EXTRACTED TEXT:
= = = =
When historians 30 or 50 years from now look back on 2018, what will they find most noteworthy? It won’t be three government shutdowns, Michael Wolff’s Fire and Fury, or the end of the illustrious Senate career of Joe Donnelly.
We can rarely ever be sure, from the too-close perspective of the present, what events will prove most important decades from now. But we can guess. And we believe that the most significant events in the realm of politics and government this past year were those involving federal courts and freedom of conscience.
Governments around the U.S. tried to compel individuals to act and speak against their conscience. In three key cases, the Supreme Court checked state power and upheld the conscience rights of the dissenters. This was an important stand for conscience amid a furious onslaught of the Left’s culture warriors.
= = = =
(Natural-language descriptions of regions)

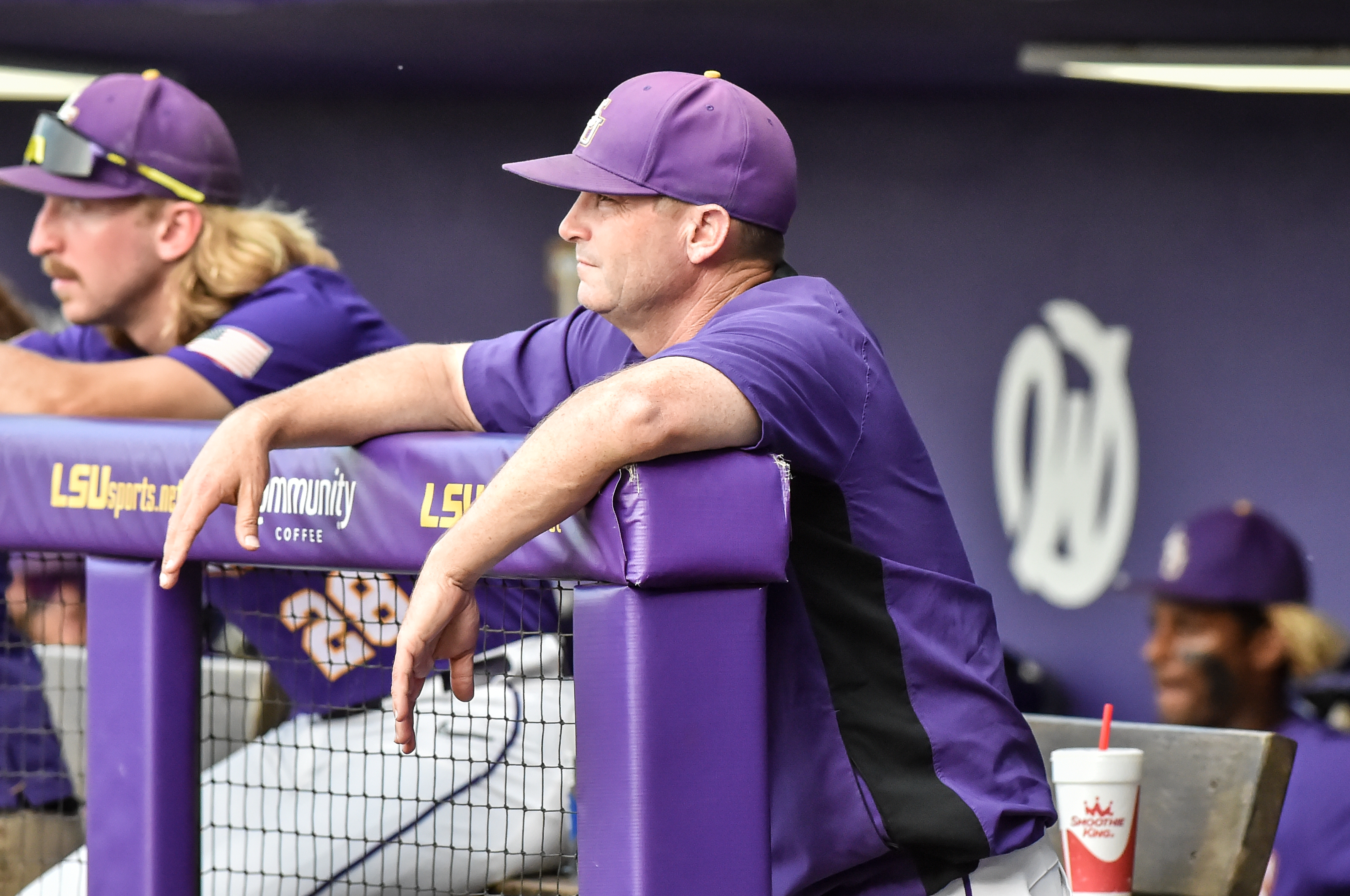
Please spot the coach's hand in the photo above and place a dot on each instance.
(440, 624)
(230, 469)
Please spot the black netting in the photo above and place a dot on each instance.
(304, 790)
(307, 791)
(42, 714)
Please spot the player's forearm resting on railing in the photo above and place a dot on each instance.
(157, 386)
(665, 406)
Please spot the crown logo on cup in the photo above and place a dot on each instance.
(1097, 809)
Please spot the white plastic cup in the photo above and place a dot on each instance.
(1097, 794)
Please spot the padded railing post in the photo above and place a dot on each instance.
(672, 743)
(143, 787)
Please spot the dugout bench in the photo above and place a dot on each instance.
(663, 548)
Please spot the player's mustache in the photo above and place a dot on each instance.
(56, 270)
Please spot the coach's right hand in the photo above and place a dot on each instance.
(230, 470)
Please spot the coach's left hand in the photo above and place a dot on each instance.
(440, 624)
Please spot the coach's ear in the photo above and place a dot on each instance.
(707, 230)
(177, 230)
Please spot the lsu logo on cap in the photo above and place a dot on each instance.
(69, 110)
(593, 126)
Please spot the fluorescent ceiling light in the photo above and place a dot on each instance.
(40, 84)
(1234, 69)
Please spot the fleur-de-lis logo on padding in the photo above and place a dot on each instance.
(1097, 809)
(589, 134)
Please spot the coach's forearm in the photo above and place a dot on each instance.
(415, 388)
(33, 384)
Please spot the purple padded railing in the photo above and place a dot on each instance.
(670, 647)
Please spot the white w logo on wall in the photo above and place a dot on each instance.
(1067, 455)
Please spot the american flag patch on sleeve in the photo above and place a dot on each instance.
(237, 350)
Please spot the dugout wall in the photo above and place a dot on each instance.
(669, 658)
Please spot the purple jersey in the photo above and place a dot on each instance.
(296, 326)
(1313, 845)
(898, 760)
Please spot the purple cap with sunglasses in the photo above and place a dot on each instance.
(690, 137)
(132, 135)
(1232, 555)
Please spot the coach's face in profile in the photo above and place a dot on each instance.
(106, 257)
(632, 251)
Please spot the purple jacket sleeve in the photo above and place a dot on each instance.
(805, 373)
(516, 379)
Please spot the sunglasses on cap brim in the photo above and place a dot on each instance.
(60, 150)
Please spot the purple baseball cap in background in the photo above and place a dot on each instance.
(694, 138)
(132, 135)
(1232, 555)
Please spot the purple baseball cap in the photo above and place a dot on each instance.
(132, 135)
(690, 137)
(1232, 555)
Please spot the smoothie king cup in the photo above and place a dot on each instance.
(1097, 794)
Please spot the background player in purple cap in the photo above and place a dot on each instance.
(1232, 628)
(181, 304)
(186, 305)
(898, 761)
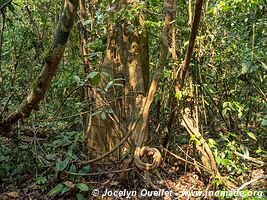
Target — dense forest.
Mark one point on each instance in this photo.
(133, 99)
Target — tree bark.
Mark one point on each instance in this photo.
(192, 39)
(126, 58)
(44, 79)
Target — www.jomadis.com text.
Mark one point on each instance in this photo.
(162, 192)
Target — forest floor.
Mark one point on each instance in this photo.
(27, 171)
(167, 182)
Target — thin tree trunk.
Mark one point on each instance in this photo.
(193, 35)
(44, 79)
(1, 50)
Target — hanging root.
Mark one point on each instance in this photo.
(147, 152)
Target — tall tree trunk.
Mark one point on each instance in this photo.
(44, 79)
(1, 49)
(126, 58)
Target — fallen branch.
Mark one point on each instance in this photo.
(250, 158)
(252, 181)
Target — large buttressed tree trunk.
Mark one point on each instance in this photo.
(126, 58)
(43, 81)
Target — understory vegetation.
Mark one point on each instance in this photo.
(128, 95)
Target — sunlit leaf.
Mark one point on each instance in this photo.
(83, 187)
(250, 134)
(56, 190)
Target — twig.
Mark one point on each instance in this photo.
(5, 106)
(250, 158)
(5, 4)
(195, 164)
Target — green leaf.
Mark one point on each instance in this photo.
(264, 122)
(92, 75)
(226, 162)
(79, 196)
(83, 187)
(41, 180)
(178, 95)
(64, 190)
(250, 134)
(73, 169)
(103, 115)
(61, 165)
(85, 170)
(110, 83)
(56, 190)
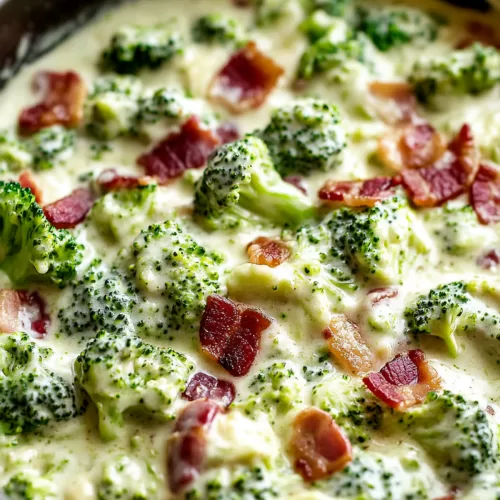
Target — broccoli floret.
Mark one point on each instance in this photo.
(241, 185)
(133, 48)
(351, 405)
(456, 433)
(217, 28)
(469, 71)
(112, 107)
(122, 373)
(395, 26)
(30, 247)
(374, 244)
(304, 137)
(31, 395)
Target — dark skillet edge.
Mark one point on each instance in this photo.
(31, 28)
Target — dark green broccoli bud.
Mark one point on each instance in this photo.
(469, 71)
(133, 48)
(240, 185)
(122, 373)
(395, 26)
(217, 28)
(304, 137)
(30, 247)
(456, 434)
(31, 395)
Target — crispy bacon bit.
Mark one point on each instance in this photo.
(62, 103)
(404, 381)
(69, 211)
(203, 386)
(347, 346)
(485, 194)
(318, 445)
(267, 252)
(230, 334)
(187, 445)
(359, 193)
(246, 80)
(27, 180)
(180, 151)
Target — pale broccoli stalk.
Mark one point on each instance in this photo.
(133, 48)
(456, 434)
(31, 395)
(121, 373)
(240, 185)
(304, 137)
(469, 71)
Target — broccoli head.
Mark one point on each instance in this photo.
(240, 185)
(133, 48)
(31, 395)
(304, 137)
(122, 373)
(468, 71)
(31, 249)
(456, 433)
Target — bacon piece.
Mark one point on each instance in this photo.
(62, 103)
(318, 445)
(180, 151)
(267, 252)
(187, 445)
(69, 211)
(485, 194)
(359, 193)
(230, 333)
(203, 386)
(404, 381)
(347, 346)
(27, 180)
(246, 80)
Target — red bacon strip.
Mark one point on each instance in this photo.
(180, 151)
(203, 386)
(404, 381)
(265, 251)
(485, 194)
(359, 193)
(62, 103)
(246, 80)
(187, 445)
(69, 211)
(318, 445)
(230, 334)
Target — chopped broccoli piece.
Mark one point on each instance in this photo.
(469, 71)
(31, 394)
(30, 247)
(455, 433)
(122, 373)
(241, 185)
(133, 48)
(305, 136)
(395, 26)
(217, 28)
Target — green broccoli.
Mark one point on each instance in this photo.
(351, 405)
(30, 247)
(217, 28)
(31, 395)
(456, 433)
(133, 48)
(469, 71)
(241, 185)
(394, 26)
(122, 373)
(304, 137)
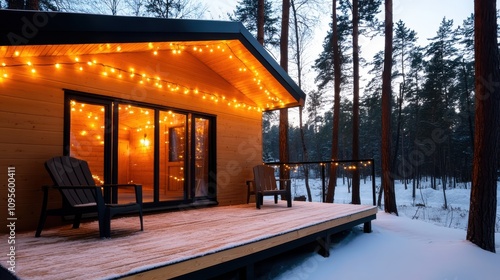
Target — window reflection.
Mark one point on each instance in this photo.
(135, 151)
(87, 136)
(172, 155)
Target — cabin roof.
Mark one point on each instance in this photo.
(227, 48)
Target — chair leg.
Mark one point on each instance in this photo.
(105, 225)
(140, 217)
(76, 221)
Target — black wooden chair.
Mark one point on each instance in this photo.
(265, 185)
(73, 179)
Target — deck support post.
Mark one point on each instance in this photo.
(367, 228)
(247, 272)
(323, 245)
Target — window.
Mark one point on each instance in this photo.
(171, 153)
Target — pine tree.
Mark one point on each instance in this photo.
(483, 204)
(247, 12)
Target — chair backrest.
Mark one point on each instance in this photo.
(264, 178)
(68, 171)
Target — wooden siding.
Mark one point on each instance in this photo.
(31, 125)
(176, 243)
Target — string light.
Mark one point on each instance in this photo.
(110, 71)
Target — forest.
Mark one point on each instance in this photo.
(417, 121)
(433, 85)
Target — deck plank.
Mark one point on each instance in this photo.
(175, 242)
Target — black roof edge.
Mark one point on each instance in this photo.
(19, 27)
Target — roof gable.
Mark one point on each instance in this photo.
(226, 48)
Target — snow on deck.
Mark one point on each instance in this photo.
(168, 238)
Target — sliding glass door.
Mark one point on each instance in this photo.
(170, 153)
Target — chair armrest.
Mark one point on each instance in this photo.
(137, 188)
(120, 185)
(46, 188)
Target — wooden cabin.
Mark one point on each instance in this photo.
(174, 105)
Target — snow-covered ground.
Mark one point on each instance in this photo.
(424, 242)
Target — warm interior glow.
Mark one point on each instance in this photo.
(241, 69)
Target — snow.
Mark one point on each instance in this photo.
(422, 243)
= = = =
YOUR TASKS:
1: Reproduce the part of the passage about 2018 between "When historians 30" and "of Joe Donnelly.", inclusive.
2: According to the passage about 2018, which events in politics and government were the most significant that year?

ANSWERS PROVIDED:
1:
When historians 30 or 50 years from now look back on 2018, what will they find most noteworthy? It won’t be three government shutdowns, Michael Wolff’s Fire and Fury, or the end of the illustrious Senate career of Joe Donnelly.

2: Those involving federal courts and freedom of conscience.